▸ Instructions for the task
Rewrite the part of the material that opens with the line containing "[point] every instance of the sandy" and runs to the end as a numbered list, leaving out any blank lines.

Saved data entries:
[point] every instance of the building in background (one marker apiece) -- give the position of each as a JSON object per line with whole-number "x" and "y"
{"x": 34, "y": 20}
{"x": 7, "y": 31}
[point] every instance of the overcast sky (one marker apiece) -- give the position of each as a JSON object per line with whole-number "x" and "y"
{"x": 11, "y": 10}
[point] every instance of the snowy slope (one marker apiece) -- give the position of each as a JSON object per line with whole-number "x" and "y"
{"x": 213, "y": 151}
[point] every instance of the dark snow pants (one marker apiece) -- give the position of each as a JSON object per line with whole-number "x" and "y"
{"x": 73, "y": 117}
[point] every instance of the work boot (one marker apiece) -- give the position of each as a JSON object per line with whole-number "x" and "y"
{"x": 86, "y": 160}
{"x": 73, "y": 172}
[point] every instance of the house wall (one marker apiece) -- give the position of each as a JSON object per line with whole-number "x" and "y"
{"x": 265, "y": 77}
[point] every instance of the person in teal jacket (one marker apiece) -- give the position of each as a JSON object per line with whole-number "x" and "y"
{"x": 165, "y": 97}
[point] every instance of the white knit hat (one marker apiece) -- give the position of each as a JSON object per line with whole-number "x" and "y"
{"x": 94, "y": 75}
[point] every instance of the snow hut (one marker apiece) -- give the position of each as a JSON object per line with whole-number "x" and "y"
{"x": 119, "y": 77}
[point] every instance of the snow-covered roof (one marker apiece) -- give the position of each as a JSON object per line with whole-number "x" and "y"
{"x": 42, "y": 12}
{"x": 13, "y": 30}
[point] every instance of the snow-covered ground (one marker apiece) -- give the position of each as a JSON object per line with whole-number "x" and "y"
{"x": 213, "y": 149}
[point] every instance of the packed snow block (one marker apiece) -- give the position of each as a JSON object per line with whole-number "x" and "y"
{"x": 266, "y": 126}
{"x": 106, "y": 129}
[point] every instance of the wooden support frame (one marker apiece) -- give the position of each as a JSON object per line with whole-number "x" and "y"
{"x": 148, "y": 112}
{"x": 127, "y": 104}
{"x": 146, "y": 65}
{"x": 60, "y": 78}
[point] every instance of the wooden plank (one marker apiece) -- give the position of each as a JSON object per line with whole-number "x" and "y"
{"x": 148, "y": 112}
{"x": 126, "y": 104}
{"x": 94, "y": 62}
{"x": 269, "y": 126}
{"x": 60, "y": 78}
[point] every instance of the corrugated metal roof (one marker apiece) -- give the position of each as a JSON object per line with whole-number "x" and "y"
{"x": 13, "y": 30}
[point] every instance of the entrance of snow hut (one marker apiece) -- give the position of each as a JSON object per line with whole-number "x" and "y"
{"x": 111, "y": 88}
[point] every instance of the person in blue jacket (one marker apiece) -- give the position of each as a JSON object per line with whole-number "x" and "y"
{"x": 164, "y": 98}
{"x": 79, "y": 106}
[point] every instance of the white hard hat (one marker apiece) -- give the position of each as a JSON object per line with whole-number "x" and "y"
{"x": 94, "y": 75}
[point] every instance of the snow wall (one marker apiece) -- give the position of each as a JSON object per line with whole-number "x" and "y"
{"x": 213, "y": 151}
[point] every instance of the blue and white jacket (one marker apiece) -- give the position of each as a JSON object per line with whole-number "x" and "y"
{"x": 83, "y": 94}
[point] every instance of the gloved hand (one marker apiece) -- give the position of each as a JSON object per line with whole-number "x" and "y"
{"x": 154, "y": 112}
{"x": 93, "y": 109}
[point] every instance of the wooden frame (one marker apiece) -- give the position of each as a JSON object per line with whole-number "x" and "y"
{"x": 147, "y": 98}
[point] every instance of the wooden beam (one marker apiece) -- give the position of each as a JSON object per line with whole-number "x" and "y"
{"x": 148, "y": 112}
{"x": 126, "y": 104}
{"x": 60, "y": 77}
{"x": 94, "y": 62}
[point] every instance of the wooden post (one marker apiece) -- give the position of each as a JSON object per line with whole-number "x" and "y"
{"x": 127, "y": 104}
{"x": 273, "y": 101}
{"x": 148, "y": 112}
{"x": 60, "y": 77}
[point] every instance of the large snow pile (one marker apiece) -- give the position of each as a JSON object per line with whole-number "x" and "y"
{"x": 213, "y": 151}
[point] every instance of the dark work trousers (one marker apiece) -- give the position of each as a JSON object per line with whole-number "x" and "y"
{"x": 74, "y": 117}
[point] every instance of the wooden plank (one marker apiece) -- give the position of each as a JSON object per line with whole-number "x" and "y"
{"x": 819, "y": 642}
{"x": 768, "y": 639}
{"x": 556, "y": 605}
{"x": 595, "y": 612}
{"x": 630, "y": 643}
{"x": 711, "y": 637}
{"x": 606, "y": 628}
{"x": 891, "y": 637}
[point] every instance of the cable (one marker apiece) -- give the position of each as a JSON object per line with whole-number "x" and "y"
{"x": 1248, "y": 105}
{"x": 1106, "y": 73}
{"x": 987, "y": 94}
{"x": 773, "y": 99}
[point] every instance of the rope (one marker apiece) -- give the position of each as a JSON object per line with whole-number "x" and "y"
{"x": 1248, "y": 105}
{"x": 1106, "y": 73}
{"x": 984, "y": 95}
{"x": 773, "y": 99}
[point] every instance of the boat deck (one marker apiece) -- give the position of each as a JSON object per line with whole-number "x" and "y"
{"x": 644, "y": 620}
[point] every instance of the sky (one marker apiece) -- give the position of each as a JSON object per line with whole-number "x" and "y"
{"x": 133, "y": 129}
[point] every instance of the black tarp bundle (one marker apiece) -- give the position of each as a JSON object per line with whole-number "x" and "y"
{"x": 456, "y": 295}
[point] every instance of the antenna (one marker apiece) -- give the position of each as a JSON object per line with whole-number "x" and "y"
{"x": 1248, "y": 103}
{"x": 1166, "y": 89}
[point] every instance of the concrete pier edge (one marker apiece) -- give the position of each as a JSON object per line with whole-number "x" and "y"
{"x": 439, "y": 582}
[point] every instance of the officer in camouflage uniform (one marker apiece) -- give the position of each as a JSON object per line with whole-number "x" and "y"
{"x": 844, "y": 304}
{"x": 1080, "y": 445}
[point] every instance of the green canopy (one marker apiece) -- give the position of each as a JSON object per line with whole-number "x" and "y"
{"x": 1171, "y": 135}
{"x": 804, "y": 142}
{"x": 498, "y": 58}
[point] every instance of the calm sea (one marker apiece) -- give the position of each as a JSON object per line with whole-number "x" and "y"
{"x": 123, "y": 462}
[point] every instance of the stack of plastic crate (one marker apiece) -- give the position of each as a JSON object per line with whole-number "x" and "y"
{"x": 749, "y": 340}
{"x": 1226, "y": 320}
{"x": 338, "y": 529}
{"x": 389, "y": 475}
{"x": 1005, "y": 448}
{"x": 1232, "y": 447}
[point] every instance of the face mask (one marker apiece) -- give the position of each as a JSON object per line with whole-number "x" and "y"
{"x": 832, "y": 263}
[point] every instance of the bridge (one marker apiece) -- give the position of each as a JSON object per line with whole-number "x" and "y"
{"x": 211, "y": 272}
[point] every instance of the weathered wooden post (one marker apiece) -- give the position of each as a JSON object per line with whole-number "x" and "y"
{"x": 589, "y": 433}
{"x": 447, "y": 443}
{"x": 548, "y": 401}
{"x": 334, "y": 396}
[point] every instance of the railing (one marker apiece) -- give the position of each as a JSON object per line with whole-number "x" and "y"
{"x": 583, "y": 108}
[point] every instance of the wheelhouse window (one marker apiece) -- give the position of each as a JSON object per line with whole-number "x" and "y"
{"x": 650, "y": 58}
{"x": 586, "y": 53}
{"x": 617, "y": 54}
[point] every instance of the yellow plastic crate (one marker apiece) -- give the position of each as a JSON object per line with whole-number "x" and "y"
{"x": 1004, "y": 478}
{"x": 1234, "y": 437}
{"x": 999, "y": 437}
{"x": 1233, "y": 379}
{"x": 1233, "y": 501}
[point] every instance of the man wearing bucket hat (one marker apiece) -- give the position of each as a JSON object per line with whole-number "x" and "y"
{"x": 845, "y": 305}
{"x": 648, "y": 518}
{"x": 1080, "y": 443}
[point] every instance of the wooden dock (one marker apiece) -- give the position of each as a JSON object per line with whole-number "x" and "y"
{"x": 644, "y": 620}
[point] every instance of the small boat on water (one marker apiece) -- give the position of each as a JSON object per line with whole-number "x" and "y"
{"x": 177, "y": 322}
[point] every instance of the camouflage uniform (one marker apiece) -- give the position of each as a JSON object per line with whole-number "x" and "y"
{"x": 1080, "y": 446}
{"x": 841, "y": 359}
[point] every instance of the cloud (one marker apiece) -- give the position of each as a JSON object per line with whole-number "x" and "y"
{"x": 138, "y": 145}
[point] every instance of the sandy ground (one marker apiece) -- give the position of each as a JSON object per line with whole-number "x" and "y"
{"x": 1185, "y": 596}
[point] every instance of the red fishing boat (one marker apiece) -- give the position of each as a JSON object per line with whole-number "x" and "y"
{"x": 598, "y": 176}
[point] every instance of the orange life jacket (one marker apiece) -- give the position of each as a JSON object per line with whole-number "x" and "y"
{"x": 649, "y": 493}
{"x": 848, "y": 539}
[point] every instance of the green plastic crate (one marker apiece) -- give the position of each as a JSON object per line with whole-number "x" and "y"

▸ In response
1. [point] every instance of the sandy ground (one marker apiece) -- give the position of each as a JSON object per line with whole-number "x" and "y"
2. {"x": 1185, "y": 596}
3. [point] every instance of the red fishing boat (one marker apiece) -- give the position of each as a JSON object per line with whole-number "x" and "y"
4. {"x": 598, "y": 176}
5. [point] every instance of the orange life jacket (one marker apiece) -- give the position of each as a JSON object per line with whole-number "x" and "y"
6. {"x": 649, "y": 493}
7. {"x": 848, "y": 539}
8. [point] every instance of the green plastic crate (one marker apiece) -- give the position of each as a JSON object per line with whole-number "x" and "y"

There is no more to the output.